**INPUT FOR THIS TASK:**
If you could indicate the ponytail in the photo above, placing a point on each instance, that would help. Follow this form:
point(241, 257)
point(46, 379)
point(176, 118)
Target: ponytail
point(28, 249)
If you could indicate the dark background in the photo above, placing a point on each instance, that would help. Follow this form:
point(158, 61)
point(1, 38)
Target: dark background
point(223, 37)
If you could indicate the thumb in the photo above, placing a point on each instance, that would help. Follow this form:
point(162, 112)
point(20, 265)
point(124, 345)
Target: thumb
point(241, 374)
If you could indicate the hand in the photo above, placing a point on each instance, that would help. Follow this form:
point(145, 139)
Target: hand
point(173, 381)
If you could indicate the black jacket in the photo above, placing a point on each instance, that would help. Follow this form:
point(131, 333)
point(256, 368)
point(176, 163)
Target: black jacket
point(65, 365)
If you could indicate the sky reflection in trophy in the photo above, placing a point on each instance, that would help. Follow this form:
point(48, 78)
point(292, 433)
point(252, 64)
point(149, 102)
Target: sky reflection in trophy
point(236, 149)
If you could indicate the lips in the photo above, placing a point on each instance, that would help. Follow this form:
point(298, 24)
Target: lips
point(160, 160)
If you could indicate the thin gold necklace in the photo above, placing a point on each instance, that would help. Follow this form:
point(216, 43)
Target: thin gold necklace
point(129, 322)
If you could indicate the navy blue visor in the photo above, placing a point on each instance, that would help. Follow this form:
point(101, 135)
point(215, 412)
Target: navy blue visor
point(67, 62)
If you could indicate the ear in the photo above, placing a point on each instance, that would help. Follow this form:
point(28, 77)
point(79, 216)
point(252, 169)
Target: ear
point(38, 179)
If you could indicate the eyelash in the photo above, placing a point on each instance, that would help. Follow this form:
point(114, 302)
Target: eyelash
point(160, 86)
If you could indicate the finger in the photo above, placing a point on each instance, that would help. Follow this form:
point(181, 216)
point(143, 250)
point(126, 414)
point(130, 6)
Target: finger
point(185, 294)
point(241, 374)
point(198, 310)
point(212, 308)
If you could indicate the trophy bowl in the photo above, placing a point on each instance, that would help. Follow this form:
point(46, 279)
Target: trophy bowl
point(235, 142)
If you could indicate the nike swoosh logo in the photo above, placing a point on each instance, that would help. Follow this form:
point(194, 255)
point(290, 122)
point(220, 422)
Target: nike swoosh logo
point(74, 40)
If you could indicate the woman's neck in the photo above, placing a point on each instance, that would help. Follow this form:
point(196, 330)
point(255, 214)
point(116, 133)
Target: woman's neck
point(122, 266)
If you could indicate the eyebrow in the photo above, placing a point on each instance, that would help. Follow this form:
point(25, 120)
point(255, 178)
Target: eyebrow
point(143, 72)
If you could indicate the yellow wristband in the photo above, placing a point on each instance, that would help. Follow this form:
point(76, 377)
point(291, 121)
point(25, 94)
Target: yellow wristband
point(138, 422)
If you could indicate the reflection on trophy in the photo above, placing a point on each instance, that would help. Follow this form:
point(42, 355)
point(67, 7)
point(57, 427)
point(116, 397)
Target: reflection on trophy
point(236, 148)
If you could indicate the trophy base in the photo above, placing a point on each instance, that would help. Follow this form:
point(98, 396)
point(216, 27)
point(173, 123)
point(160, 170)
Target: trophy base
* * *
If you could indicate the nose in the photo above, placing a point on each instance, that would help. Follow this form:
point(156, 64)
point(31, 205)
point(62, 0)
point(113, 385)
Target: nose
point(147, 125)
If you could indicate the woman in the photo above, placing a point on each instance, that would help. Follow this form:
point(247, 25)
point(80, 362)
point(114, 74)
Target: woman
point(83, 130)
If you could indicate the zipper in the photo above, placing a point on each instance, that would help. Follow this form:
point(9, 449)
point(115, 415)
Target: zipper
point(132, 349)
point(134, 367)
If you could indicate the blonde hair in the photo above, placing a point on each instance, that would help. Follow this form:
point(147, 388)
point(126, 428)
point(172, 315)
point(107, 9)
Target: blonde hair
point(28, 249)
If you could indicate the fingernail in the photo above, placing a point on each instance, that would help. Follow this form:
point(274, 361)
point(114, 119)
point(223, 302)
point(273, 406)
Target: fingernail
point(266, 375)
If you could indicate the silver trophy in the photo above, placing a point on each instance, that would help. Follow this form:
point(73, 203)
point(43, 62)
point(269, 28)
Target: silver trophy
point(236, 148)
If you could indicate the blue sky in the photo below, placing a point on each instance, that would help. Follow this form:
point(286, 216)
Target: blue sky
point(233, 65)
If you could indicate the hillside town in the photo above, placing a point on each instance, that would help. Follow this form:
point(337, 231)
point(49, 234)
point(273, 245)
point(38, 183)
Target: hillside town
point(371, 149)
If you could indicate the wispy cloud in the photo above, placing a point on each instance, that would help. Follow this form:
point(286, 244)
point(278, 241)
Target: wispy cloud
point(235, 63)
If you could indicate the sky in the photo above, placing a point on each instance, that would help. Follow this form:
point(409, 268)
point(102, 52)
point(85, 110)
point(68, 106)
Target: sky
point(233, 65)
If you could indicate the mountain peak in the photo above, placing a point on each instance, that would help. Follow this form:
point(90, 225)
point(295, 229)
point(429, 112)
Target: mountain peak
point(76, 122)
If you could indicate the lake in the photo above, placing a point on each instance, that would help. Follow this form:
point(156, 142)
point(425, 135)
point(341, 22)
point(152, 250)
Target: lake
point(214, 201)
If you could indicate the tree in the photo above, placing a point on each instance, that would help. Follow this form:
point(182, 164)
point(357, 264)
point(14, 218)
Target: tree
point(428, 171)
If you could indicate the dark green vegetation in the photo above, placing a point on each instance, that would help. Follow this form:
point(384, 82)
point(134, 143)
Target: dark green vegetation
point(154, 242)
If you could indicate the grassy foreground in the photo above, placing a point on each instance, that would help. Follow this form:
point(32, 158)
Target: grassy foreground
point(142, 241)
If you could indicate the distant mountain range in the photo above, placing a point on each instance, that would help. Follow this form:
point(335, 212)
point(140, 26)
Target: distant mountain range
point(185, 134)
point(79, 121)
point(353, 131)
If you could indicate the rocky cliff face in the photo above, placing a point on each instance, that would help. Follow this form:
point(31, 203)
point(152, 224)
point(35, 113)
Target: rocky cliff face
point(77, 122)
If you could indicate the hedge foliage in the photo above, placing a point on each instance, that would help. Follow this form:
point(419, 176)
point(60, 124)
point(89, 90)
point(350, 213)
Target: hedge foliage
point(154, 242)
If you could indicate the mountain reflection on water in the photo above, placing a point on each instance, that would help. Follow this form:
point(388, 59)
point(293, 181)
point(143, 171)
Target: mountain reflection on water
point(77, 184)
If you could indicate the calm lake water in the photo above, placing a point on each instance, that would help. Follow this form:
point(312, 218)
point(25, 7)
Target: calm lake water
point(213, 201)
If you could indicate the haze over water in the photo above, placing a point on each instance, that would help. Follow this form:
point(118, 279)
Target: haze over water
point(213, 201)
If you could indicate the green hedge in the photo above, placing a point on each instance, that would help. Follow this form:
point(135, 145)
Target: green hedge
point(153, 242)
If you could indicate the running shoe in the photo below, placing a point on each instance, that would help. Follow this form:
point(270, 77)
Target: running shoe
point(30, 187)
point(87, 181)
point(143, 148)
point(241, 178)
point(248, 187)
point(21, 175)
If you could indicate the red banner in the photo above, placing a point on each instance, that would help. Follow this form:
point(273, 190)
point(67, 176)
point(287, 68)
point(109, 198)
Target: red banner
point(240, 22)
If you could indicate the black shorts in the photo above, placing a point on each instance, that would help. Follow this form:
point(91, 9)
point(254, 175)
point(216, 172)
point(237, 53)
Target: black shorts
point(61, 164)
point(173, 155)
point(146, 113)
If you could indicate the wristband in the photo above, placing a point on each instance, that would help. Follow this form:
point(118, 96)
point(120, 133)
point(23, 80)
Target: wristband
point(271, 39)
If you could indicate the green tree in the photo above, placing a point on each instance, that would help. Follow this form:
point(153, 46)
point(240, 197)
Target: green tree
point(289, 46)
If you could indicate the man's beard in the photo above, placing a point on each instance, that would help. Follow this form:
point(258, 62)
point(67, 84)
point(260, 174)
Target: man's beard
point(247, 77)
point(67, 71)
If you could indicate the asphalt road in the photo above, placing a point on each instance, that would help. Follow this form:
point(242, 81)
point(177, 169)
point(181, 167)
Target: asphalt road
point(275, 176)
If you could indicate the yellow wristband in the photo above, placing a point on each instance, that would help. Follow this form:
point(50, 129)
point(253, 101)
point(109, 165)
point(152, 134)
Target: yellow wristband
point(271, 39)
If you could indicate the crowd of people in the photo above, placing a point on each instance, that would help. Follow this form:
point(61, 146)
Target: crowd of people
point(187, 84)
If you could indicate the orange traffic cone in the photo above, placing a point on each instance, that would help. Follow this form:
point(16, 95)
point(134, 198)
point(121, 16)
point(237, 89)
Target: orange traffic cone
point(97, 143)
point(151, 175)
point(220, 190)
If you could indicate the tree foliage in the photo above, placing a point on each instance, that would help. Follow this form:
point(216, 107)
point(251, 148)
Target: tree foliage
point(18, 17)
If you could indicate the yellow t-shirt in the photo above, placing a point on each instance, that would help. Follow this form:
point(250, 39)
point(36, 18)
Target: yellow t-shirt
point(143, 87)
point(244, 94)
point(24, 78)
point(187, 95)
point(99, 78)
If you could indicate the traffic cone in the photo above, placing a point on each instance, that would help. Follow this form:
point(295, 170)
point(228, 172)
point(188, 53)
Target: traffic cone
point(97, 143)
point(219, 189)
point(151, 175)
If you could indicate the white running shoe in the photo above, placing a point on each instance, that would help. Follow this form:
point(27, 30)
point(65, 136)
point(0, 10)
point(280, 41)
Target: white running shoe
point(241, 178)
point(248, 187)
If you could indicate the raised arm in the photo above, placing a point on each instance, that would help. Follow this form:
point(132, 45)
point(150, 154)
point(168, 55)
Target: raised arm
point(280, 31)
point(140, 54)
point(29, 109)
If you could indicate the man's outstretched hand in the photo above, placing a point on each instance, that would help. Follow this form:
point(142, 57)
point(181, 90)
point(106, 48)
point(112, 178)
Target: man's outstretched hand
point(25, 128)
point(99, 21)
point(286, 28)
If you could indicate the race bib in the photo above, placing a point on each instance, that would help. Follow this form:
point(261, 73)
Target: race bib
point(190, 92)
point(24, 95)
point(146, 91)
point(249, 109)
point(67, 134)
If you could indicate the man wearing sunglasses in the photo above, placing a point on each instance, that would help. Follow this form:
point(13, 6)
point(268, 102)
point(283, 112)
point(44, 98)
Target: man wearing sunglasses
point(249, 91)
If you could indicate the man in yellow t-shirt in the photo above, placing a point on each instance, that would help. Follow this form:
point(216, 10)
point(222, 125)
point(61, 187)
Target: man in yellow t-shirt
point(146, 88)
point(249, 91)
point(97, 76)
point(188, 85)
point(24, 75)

**SHORT PROBLEM:** Reproduce the records from the line with "If you could indicate the sky reflection" to the line with "point(67, 62)", changing "Target" to "Label" and leaving everything else the same.

**RESULT OF THIS EXERCISE:**
If you could indicate the sky reflection in trophy in the photo above, placing a point on each instance, that would help. Follow this form:
point(48, 78)
point(292, 433)
point(252, 64)
point(149, 102)
Label: sky reflection in trophy
point(236, 149)
If you could indicate the lips in the photo above, placing a point on each instance, that would help. Follow this form:
point(298, 24)
Label: lips
point(160, 160)
If you could indicate the thin gold necklace in the photo above, placing a point on each instance, that would help. Follow this form:
point(216, 43)
Label: thin gold necklace
point(129, 322)
If you could indicate the navy blue visor in the photo above, placing a point on each instance, that would help. Follow this form:
point(101, 135)
point(215, 412)
Label: navy blue visor
point(67, 62)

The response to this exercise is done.